— Given problem —
Beginning at the line containing "Exercise. Annotate the shadow on pavement", output every line to the end of the data below exactly as it appears.

— Data for processing —

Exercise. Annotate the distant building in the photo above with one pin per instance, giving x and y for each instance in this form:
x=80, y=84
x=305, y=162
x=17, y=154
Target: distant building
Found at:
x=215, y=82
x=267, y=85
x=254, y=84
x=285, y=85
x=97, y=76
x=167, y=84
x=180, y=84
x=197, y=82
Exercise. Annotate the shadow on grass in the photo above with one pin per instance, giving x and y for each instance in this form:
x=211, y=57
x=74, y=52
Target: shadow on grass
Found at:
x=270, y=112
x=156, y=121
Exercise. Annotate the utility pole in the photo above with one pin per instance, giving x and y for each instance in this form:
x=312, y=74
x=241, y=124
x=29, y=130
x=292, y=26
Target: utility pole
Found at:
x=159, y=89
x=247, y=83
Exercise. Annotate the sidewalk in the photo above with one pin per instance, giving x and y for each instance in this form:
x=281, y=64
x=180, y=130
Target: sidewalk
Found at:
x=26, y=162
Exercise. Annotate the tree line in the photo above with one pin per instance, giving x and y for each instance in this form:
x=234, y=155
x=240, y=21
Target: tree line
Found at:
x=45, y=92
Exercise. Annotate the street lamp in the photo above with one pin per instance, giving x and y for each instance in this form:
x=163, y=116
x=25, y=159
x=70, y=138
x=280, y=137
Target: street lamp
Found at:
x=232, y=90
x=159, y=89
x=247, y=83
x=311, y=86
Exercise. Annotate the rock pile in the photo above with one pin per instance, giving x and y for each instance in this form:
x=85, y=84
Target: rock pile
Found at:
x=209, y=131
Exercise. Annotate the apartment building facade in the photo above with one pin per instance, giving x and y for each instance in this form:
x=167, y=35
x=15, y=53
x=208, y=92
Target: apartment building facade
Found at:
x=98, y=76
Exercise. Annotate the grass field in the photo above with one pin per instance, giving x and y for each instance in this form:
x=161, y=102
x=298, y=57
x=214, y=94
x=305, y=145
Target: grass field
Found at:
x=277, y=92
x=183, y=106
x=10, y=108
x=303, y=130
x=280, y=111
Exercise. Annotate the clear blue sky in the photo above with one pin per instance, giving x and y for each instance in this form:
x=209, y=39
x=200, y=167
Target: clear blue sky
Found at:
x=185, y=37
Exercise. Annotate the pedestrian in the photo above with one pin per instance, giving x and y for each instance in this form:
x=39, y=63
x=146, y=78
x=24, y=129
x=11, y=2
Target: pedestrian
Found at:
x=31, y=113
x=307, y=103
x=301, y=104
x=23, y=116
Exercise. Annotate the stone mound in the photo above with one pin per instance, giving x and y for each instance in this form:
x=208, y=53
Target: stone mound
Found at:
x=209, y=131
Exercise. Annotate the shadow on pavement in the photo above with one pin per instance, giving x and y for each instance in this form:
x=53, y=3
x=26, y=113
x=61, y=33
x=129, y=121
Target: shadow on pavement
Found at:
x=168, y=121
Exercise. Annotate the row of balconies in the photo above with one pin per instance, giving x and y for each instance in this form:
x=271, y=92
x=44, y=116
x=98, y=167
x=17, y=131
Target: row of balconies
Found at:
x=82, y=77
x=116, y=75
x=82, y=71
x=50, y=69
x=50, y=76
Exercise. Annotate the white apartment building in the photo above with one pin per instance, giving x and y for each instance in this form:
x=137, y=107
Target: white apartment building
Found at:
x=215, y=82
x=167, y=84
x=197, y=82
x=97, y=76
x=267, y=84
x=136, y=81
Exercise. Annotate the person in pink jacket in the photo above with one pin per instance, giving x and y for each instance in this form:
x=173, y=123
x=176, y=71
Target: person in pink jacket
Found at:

— Full response —
Exercise. Annotate the shadow on pavement in the photo above with one pin per instance, giving x and y for each instance in this form:
x=53, y=3
x=26, y=113
x=61, y=33
x=129, y=121
Target: shadow on pavement
Found at:
x=168, y=121
Exercise. Annotate the row of balconies in the photo above with one pin per instance, giving x and y for each instance in this form:
x=271, y=92
x=44, y=116
x=98, y=167
x=17, y=131
Target: row of balconies
Found at:
x=82, y=77
x=116, y=75
x=82, y=71
x=50, y=69
x=50, y=76
Exercise. Annotate the white apartment building in the photo above with one pin per instance, giving x and y for each instance in this form:
x=137, y=107
Target: white apartment building
Found at:
x=215, y=82
x=167, y=84
x=197, y=82
x=97, y=76
x=267, y=84
x=136, y=81
Exercise. Annotate the person in pink jacket in the photo above with one pin per instance, giving x and y for each instance in this form:
x=173, y=123
x=176, y=71
Target: person in pink jacket
Found at:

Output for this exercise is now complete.